(A block of data)
|---|
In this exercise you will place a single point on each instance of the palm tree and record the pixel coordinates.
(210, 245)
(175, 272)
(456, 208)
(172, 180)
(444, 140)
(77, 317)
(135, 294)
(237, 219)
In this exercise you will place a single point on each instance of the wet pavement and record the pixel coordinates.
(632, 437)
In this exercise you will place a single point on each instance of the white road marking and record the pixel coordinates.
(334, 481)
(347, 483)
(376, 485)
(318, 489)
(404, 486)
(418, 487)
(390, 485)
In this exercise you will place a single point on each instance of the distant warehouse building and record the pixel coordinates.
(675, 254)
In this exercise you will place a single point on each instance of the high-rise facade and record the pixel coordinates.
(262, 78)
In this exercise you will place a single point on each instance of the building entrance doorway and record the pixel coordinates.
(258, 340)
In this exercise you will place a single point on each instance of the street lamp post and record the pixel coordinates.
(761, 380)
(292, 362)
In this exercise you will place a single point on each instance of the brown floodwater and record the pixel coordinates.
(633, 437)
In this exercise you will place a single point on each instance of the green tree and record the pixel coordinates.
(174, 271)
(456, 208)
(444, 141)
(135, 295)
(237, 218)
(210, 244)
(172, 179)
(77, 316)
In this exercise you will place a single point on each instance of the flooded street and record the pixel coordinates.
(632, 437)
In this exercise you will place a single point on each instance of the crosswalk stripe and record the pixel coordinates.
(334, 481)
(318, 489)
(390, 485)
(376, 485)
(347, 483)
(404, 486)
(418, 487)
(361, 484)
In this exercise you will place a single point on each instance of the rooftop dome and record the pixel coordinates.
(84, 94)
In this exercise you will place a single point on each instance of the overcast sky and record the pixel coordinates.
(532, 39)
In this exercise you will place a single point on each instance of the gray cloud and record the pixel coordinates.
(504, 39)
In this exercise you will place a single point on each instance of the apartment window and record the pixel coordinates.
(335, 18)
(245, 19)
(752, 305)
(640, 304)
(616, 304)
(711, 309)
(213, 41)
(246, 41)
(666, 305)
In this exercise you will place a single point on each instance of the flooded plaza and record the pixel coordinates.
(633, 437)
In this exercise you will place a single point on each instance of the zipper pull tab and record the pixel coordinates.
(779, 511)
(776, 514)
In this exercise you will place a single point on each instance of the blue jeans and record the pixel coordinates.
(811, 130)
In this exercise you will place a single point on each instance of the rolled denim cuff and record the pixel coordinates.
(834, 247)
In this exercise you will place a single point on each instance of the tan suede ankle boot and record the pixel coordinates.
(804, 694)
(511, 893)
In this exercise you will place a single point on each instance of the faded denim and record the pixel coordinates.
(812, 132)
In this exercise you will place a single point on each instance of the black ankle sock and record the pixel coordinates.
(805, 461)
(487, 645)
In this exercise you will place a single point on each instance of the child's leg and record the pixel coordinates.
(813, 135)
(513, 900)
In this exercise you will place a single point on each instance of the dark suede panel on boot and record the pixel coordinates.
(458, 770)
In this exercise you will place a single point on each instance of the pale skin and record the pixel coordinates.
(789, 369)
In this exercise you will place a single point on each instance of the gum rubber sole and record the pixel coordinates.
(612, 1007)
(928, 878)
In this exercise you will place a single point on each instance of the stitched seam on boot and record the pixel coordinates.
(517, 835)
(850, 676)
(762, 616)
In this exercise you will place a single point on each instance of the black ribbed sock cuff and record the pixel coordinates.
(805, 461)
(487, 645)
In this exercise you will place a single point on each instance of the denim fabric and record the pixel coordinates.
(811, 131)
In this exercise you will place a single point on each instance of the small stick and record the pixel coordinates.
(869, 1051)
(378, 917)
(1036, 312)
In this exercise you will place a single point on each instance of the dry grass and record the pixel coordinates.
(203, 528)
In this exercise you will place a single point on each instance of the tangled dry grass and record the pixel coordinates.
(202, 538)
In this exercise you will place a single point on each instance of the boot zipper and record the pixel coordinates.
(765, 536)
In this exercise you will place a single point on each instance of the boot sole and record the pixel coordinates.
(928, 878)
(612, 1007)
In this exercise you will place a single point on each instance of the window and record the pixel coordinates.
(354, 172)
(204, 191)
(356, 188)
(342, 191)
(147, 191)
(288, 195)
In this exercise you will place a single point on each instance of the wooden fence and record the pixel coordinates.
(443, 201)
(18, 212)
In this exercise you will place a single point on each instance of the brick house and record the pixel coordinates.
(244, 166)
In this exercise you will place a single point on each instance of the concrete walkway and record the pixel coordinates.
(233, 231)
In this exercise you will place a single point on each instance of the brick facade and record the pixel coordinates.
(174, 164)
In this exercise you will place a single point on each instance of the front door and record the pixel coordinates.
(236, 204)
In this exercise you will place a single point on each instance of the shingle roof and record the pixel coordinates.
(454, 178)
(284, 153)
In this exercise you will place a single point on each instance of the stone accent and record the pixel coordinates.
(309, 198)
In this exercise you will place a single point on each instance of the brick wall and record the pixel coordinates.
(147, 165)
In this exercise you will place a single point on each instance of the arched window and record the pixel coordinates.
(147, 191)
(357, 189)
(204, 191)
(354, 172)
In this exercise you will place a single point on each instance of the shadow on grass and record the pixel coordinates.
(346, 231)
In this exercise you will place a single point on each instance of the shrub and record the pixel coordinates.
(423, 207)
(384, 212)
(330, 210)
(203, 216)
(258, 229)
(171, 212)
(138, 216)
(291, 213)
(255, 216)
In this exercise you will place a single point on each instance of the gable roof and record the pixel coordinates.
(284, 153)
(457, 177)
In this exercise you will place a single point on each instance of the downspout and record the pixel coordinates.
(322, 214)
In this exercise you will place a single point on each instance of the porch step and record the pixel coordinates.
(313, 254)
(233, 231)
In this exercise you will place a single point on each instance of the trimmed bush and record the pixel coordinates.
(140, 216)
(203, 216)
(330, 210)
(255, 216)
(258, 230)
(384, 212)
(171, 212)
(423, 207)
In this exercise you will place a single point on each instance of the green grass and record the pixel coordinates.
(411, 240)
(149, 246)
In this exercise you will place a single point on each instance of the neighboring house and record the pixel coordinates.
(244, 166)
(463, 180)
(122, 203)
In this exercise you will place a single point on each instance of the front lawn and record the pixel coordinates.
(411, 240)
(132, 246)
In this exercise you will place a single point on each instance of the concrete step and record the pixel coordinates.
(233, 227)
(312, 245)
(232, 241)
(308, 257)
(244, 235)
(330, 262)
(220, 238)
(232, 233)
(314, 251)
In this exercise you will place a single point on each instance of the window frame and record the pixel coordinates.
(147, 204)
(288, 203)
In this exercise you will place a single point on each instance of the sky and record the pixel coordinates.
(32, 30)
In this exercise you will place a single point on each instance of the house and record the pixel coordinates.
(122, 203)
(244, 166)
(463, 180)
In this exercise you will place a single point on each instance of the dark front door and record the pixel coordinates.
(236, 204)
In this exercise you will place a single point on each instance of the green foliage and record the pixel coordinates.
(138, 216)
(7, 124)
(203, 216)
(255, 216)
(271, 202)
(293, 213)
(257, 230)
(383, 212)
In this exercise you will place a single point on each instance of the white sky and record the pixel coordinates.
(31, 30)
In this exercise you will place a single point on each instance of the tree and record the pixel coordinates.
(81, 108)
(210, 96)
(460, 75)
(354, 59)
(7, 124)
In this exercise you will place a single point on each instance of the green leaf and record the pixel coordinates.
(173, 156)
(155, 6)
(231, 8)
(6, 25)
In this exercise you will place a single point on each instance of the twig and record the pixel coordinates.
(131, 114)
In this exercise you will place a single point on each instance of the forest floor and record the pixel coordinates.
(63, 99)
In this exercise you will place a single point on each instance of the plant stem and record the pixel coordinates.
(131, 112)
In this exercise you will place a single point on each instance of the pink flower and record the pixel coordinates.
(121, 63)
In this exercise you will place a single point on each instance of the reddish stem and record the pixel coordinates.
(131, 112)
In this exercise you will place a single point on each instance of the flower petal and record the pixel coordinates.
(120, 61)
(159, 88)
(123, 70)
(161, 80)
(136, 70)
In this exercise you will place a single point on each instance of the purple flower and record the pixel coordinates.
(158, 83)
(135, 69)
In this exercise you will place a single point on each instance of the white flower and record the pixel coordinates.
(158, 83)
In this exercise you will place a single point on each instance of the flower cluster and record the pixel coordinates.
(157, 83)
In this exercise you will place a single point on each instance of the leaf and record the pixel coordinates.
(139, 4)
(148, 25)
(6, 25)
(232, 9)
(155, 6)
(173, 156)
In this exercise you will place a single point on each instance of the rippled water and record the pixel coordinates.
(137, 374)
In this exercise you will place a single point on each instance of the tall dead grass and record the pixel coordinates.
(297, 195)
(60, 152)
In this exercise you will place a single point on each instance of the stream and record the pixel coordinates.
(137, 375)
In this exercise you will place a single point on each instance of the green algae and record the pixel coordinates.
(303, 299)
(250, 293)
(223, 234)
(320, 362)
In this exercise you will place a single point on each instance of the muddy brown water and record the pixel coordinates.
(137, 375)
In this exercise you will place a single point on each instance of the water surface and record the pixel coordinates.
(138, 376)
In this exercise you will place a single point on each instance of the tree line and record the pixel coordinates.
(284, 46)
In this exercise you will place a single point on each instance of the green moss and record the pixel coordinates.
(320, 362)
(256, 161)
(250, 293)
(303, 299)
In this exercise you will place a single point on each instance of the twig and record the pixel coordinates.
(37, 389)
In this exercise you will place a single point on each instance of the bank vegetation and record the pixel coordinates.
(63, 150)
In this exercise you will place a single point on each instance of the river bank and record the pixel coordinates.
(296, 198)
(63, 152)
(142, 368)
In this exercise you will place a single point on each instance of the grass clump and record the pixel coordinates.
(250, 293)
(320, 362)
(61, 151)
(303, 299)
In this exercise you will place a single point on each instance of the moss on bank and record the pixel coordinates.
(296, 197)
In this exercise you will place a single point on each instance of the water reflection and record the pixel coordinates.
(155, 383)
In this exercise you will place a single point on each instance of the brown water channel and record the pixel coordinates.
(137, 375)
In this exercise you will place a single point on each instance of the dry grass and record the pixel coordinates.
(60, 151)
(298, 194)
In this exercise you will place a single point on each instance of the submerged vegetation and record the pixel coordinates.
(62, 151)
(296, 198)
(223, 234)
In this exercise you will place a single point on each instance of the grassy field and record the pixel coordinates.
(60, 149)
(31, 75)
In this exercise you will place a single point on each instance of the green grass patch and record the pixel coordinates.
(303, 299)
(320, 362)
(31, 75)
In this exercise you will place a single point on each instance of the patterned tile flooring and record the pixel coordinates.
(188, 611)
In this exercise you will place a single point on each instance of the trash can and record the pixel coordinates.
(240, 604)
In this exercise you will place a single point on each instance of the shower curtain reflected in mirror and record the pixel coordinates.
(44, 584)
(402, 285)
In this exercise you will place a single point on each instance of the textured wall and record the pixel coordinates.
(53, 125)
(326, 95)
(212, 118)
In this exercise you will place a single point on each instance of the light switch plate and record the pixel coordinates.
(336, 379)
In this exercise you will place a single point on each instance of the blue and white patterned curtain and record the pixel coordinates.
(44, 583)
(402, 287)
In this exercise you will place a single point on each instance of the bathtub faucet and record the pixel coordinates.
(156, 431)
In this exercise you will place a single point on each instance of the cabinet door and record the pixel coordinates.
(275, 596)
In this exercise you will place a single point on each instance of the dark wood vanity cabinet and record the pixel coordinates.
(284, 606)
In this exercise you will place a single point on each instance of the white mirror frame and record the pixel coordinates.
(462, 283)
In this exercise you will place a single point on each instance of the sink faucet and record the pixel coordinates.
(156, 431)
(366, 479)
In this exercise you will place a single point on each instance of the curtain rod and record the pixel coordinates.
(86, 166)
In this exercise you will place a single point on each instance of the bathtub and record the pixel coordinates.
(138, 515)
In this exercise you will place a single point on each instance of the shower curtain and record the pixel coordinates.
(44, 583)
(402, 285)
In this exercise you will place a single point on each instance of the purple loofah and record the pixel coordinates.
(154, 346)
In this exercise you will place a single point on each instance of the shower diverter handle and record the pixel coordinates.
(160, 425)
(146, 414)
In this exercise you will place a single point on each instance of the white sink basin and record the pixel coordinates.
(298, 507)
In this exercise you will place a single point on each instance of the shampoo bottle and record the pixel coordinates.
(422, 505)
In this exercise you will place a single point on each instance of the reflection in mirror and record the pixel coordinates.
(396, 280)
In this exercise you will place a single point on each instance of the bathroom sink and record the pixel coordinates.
|---|
WHAT THE EXERCISE ASKS: Could you copy the material word for word, from the line containing "bathtub and record the pixel coordinates." through the end of the material?

SOLUTION FOR THIS PROBLEM:
In this exercise you will place a single point on each instance of the bathtub and record the pixel coordinates.
(138, 515)
In this exercise you will place a single point on each instance of the shower curtain and record the pixel coordinates.
(44, 583)
(402, 285)
In this exercise you will place a single point on each instance of the purple loofah and record the pixel coordinates.
(154, 346)
In this exercise you will place a single point on each instance of the shower diverter handle and record the pixel coordinates.
(160, 425)
(146, 414)
In this exercise you will place a single point on each instance of the white sink basin and record the pixel coordinates.
(298, 507)
In this exercise you will place a single point on each instance of the shampoo bottle and record the pixel coordinates.
(422, 505)
In this exercise you will place a single point on each instance of the reflection in mirror and record the pixel coordinates.
(396, 280)
In this exercise you will place a single point on each instance of the bathroom sink and record the pixel coordinates.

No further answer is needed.